> _What you are asked to do_: Every entry that follows should be reproduced exactly.

> _Source records_:

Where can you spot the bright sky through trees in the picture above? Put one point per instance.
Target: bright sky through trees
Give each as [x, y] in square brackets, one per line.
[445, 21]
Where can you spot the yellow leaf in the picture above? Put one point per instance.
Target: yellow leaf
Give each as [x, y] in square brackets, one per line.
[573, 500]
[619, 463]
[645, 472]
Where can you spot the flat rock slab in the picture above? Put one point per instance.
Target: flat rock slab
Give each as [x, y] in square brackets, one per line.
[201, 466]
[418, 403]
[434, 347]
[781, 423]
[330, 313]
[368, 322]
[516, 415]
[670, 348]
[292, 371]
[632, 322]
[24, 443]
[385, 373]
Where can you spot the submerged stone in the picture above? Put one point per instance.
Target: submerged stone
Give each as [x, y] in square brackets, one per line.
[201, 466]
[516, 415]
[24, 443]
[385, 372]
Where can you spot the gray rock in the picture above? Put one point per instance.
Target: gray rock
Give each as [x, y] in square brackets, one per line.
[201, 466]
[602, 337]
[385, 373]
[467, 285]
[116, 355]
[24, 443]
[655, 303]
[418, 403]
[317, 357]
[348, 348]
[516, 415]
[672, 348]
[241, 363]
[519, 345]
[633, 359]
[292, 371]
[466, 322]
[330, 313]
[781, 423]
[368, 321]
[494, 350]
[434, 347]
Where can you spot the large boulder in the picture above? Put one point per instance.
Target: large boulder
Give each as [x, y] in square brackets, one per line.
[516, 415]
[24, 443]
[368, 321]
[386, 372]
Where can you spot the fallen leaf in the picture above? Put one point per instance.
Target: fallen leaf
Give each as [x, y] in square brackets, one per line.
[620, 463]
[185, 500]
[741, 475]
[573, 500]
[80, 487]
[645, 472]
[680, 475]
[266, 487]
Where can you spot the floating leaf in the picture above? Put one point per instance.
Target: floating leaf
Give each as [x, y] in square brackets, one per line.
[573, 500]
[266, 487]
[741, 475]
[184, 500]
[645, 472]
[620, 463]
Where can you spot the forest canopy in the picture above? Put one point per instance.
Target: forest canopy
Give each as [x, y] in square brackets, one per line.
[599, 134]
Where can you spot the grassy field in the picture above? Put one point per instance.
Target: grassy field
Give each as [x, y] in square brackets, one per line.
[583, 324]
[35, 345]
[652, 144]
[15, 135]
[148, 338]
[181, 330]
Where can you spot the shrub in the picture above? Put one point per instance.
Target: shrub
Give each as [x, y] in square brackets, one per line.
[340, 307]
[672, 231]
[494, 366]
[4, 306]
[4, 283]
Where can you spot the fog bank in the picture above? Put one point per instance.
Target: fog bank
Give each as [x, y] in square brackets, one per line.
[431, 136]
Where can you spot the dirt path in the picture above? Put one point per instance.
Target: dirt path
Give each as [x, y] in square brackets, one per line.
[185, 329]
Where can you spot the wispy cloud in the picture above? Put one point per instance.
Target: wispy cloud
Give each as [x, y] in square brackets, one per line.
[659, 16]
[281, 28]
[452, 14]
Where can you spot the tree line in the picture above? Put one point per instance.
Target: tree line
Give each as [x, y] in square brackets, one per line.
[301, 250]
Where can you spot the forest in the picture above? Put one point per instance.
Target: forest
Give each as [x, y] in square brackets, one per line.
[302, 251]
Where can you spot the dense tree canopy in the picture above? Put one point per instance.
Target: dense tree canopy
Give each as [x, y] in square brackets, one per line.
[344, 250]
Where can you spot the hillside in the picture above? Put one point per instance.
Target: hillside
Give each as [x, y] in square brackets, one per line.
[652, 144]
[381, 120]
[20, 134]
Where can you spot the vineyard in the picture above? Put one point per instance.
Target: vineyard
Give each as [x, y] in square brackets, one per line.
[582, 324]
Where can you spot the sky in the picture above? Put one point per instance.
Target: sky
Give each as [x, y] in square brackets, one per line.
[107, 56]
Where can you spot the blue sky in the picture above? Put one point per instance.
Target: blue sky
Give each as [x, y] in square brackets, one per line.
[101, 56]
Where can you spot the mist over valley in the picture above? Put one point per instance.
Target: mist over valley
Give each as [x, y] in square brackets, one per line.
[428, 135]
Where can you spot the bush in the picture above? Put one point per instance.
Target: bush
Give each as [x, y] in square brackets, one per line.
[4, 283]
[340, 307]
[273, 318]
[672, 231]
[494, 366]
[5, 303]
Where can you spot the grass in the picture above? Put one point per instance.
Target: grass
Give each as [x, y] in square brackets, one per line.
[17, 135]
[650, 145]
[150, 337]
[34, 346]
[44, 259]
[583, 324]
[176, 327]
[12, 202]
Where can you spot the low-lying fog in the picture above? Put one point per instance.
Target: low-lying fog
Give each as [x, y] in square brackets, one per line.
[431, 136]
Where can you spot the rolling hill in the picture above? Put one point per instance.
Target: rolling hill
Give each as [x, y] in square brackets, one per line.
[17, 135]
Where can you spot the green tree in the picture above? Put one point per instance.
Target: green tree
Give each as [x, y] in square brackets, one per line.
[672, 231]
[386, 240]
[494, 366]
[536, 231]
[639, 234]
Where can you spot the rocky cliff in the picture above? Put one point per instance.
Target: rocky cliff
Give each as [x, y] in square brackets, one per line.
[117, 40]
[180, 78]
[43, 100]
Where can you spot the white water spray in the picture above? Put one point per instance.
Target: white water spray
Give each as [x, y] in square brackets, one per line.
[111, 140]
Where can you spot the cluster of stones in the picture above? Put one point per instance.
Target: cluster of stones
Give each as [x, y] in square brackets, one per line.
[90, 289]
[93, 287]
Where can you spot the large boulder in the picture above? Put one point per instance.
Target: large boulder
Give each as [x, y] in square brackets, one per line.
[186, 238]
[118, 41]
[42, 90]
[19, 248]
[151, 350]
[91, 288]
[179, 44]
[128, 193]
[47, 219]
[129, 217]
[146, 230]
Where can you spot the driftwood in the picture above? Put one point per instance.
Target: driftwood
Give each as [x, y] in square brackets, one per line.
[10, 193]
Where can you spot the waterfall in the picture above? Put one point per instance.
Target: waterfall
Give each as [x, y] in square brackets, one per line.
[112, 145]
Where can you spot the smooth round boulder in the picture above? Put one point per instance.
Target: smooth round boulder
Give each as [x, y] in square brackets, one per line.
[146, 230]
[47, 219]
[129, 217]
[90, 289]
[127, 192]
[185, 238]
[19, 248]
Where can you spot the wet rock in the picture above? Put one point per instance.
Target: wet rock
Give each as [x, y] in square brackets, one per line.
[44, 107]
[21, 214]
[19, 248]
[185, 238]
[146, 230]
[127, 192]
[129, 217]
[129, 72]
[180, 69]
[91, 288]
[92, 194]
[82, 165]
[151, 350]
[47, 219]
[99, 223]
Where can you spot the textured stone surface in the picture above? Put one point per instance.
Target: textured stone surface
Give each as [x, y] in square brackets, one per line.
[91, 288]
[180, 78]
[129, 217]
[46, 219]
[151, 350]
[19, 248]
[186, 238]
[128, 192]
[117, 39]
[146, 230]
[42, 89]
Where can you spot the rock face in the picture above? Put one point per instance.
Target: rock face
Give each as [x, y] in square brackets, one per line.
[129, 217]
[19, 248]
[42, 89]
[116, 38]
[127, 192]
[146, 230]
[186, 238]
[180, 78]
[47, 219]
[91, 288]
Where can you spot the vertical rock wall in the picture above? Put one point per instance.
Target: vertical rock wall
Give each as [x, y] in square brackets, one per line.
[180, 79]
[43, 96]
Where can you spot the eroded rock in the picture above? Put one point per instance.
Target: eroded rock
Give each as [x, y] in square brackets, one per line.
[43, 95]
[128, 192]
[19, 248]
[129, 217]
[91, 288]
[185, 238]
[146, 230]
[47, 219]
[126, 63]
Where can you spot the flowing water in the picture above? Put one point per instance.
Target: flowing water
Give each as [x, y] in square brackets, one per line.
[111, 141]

> _Solution_:
Where can you spot the bright sky through trees in the picture above? Put one point per instance.
Target: bright sky through trees
Give each as [x, y] in square brackets, one per line.
[445, 21]
Where can you spot the yellow leaf in the picture above? Put one point per instance.
Target: yellow leaf
Give each as [x, y] in square brackets, one per line.
[573, 500]
[619, 463]
[645, 472]
Where can you spot the flat rock slab in the picture above? Put one point per instance.
Target: flat rock slab
Give each as [x, y] in square brackets, one per line.
[201, 466]
[418, 403]
[434, 347]
[781, 423]
[330, 313]
[368, 322]
[516, 415]
[670, 348]
[292, 371]
[632, 322]
[24, 443]
[385, 373]
Where can you spot the submerged stone in the picture above? Put one point per instance.
Target: submerged stone
Give each as [x, y] in square brackets, one per line.
[201, 466]
[516, 415]
[24, 443]
[385, 372]
Where can you spot the gray rock in the picture above? Put one point per instance.
Target: gray rock
Give each as [x, y] in square brackets, one per line.
[201, 466]
[602, 337]
[385, 373]
[467, 285]
[116, 355]
[24, 443]
[655, 303]
[418, 403]
[317, 357]
[348, 348]
[516, 415]
[672, 348]
[241, 363]
[519, 345]
[633, 359]
[292, 371]
[466, 322]
[330, 313]
[781, 423]
[368, 321]
[494, 350]
[434, 347]
Where can you spot the large boulder in the picture above? Put one point per instance.
Target: large boulder
Give each as [x, y] in square brackets, one per line.
[516, 415]
[24, 443]
[368, 321]
[386, 372]
Where can you spot the fallen leaf in the picture above? Put one point per instance.
Target: fallen leaf
Give each as [x, y] in square brackets, one per line.
[620, 463]
[185, 500]
[741, 475]
[573, 500]
[80, 487]
[645, 472]
[680, 475]
[266, 487]
Where can you spot the floating leaf in the picture above? Put one point per instance.
Target: floating leaf
Give each as [x, y] in square brackets, one per line.
[573, 500]
[266, 487]
[741, 475]
[184, 500]
[645, 472]
[620, 463]
Where can you spot the forest canopy in the picture above? Put one point per instance.
Target: forest canopy
Give each as [x, y] in square brackets, one per line.
[599, 134]
Where can you spot the grassy field in the picture above? Put one point per instance.
Target: grassy field
Give each as [x, y] in square brackets, one per line.
[583, 324]
[35, 345]
[652, 144]
[15, 135]
[148, 338]
[181, 330]
Where can you spot the shrub in the picture above? Put one point per instance.
Target: shrub
Give each as [x, y] in square brackets, one per line.
[340, 307]
[672, 231]
[494, 366]
[4, 306]
[4, 283]
Where can you spot the fog bank in the picture above? Put one point per instance.
Target: fog bank
Give each as [x, y] in square brackets, one per line.
[431, 136]
Where can you spot the dirt path in the picture above? Put one point per instance.
Target: dirt path
Give each as [x, y] in square brackets, one per line.
[185, 329]
Where can you spot the wispy cloud in the picture above? Put one point per instance.
Target: wispy cloud
Give each as [x, y] in square brackets, one per line.
[659, 16]
[281, 28]
[452, 14]
Where can you spot the tree line in the picture above? Put one point per instance.
Target: tree line
Give each as [x, y] in square brackets, one per line.
[301, 250]
Where can you spot the forest in the picture above? Put one point per instance.
Target: forest
Give each as [x, y] in square brackets, one per line.
[302, 251]
Where can you spot the dense tree canopy in the picture above? Put one point per instance.
Target: dense tree canopy
Give each as [x, y] in square brackets, one per line.
[344, 250]
Where can you spot the hillside in the picture above? Put one point per instance.
Target: hillside
Give each as [x, y] in square brackets, one per line.
[652, 144]
[381, 120]
[20, 134]
Where can you spot the vineyard in the picture above? Put one point per instance.
Target: vineyard
Give each as [x, y] in square brackets, one per line.
[582, 324]
Where can you spot the sky in the picture above? Put one point per instance.
Target: sky
Give each as [x, y] in square brackets, one per line.
[107, 56]
Where can you spot the blue sky in the picture above? Put one point per instance.
Target: blue sky
Give each as [x, y] in square brackets, one per line.
[101, 56]
Where can you spot the mist over valley in the picture above? Put one point per instance.
Target: mist over valley
Give each as [x, y] in square brackets, one per line.
[428, 135]
Where can you spot the bush in the picture above? Put one point per instance.
Target: bush
Give each as [x, y] in square brackets, one per line.
[4, 283]
[340, 307]
[273, 318]
[672, 231]
[494, 366]
[5, 303]
Where can you spot the grass in the picture above? Put one point per instance.
Target: grass
Give each as [x, y] in square brackets, one per line.
[17, 135]
[650, 145]
[150, 337]
[34, 346]
[44, 259]
[583, 324]
[176, 327]
[12, 202]
Where can you spot the low-lying fog in the picture above? Put one point per instance.
Target: low-lying fog
Give each as [x, y] in square brackets, one per line.
[431, 136]
Where can you spot the rolling hill in the picture above? Put one point per instance.
Target: rolling hill
Give each as [x, y] in square brackets, one per line.
[17, 135]
Where can you spot the green tree in the picture above? Put one point per instance.
Target: green tree
Give each as [x, y] in square brackets, one per line.
[672, 231]
[386, 240]
[494, 366]
[536, 231]
[639, 234]
Where can you spot the rocky cliff in the picture above? Put one point per instance.
Target: rocky cliff
Give each as [x, y] in square brackets, one per line.
[117, 40]
[180, 78]
[43, 100]
Where can you spot the white water spray in the picture above? Put one point per instance.
Target: white water spray
Give each as [x, y] in square brackets, one per line.
[111, 140]
Where can you spot the cluster of stones in the picture above? Put one point per instance.
Target: cluster of stones
Give each as [x, y] in square brackets, one per line.
[90, 289]
[93, 287]
Where can you spot the large boulder in the picture above? Put one point per instance.
Target: large boulder
Give each as [x, y] in square brackets, one per line.
[186, 238]
[118, 41]
[42, 90]
[19, 248]
[151, 350]
[91, 288]
[179, 44]
[128, 193]
[47, 219]
[129, 217]
[146, 230]
Where can you spot the driftwood in the picture above? Put one point per instance.
Target: driftwood
Give each as [x, y] in square brackets, one per line.
[10, 193]
Where can you spot the waterfall in the picture above? Put one point per instance.
Target: waterfall
Give each as [x, y] in square brackets, one per line.
[112, 145]
Where can you spot the smooth round boulder in the picture above? Put one point per instance.
Target: smooth round boulder
Give each as [x, y] in square brackets, one per line.
[146, 230]
[47, 219]
[129, 217]
[90, 289]
[127, 192]
[185, 238]
[19, 248]
Where can you spot the wet rock in the picture above? Put one point per instance.
Target: wet rock
Give each as [x, y] in square brackets, one per line.
[44, 107]
[21, 214]
[19, 248]
[185, 238]
[146, 230]
[127, 192]
[129, 217]
[129, 72]
[180, 69]
[91, 288]
[92, 194]
[82, 165]
[151, 350]
[47, 219]
[99, 223]
Where can you spot the textured stone surface in the picture above? Put one point per instance.
Target: textured stone surface
Give each as [x, y] in square brackets, one per line.
[91, 288]
[180, 78]
[129, 217]
[46, 219]
[151, 350]
[19, 248]
[186, 238]
[128, 192]
[117, 39]
[146, 230]
[42, 89]
Where can you spot the rock face in the picture above? Put one point per instance.
Target: rock face
Give each as [x, y] in square brackets, one per line.
[129, 217]
[19, 248]
[42, 89]
[116, 38]
[127, 192]
[146, 230]
[186, 238]
[180, 78]
[47, 219]
[91, 288]
Where can you spot the vertical rock wall in the picture above? Put one point per instance.
Target: vertical rock wall
Give each as [x, y] in square brackets, one per line.
[180, 79]
[43, 96]
Where can you spot the eroded rock in the picture above? Put one point per instance.
Target: eroded rock
Give each as [x, y] in square brackets, one per line.
[43, 95]
[128, 192]
[19, 248]
[129, 217]
[91, 288]
[185, 238]
[146, 230]
[47, 219]
[126, 63]
Where can you spot the flowing water in the picture above? Put one point per instance.
Target: flowing water
Give each as [x, y] in square brackets, one per line.
[111, 141]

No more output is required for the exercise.